→ **ЧТО ТРЕБУЕТСЯ**:
Перепечатайте весь листинг ниже целиком, строка за строкой, ничего не меняя.

----

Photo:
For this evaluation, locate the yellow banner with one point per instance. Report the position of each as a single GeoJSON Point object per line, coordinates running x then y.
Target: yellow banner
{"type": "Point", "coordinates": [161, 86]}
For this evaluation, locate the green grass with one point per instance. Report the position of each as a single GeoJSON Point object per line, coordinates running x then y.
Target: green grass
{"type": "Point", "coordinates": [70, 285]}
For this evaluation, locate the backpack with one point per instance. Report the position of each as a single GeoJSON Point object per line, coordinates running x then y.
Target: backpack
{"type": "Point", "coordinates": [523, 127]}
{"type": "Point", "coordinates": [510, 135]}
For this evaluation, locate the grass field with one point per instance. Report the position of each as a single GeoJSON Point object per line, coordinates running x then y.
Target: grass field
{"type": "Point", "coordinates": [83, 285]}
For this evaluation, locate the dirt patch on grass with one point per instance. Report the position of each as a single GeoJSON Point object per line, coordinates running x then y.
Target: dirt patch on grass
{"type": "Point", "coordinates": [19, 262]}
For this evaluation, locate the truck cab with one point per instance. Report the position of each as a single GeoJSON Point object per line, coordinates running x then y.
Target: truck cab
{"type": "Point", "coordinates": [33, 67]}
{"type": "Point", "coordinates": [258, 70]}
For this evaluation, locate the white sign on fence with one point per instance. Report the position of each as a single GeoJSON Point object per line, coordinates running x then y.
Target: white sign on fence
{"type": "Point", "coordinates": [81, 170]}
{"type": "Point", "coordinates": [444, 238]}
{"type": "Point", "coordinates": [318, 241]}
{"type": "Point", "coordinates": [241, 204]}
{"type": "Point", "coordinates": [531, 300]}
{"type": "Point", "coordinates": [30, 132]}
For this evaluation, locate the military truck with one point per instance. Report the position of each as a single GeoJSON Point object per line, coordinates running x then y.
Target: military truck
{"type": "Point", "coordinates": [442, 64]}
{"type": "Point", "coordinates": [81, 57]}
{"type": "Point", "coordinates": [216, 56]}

----

→ **РЕШЕНИЕ ЗАДАЧИ**:
Photo:
For this evaluation, locate the yellow banner with one point per instance. Report the position of each as a single GeoJSON Point object per line, coordinates running x then y.
Target: yellow banner
{"type": "Point", "coordinates": [161, 86]}
For this evaluation, locate the green grass with one point per instance. Report the position of each as a single GeoJSON Point object per line, coordinates running x then y.
Target: green grass
{"type": "Point", "coordinates": [70, 285]}
For this evaluation, locate the backpack with one point per instance. Report the position of each as a single GeoJSON Point object per line, coordinates running x then y.
Target: backpack
{"type": "Point", "coordinates": [523, 127]}
{"type": "Point", "coordinates": [510, 135]}
For this evaluation, locate the grass field with one point per instance. Report the position of each as a single GeoJSON Point object per line, coordinates running x then y.
Target: grass field
{"type": "Point", "coordinates": [83, 285]}
For this evaluation, locate the dirt patch on grass with one point per instance. Report the position of each as a single GeoJSON Point object per line, coordinates running x then y.
Target: dirt patch on grass
{"type": "Point", "coordinates": [19, 262]}
For this evaluation, locate the truck cab with one point per instance. Report the position of each as a single GeoJSON Point object per line, coordinates running x then y.
Target: truck cab
{"type": "Point", "coordinates": [33, 67]}
{"type": "Point", "coordinates": [258, 70]}
For this evaluation, locate the white sign on fence with one point per instance. Report the position of each as a single GeoJSON Point object per line, coordinates running x then y.
Target: white sign on fence
{"type": "Point", "coordinates": [81, 170]}
{"type": "Point", "coordinates": [444, 238]}
{"type": "Point", "coordinates": [318, 241]}
{"type": "Point", "coordinates": [241, 204]}
{"type": "Point", "coordinates": [531, 300]}
{"type": "Point", "coordinates": [30, 132]}
For this evaluation, locate the military truck with one point per instance. Report the position of each as a single GeoJSON Point object per line, coordinates running x then y.
Target: military truck
{"type": "Point", "coordinates": [442, 64]}
{"type": "Point", "coordinates": [81, 57]}
{"type": "Point", "coordinates": [216, 56]}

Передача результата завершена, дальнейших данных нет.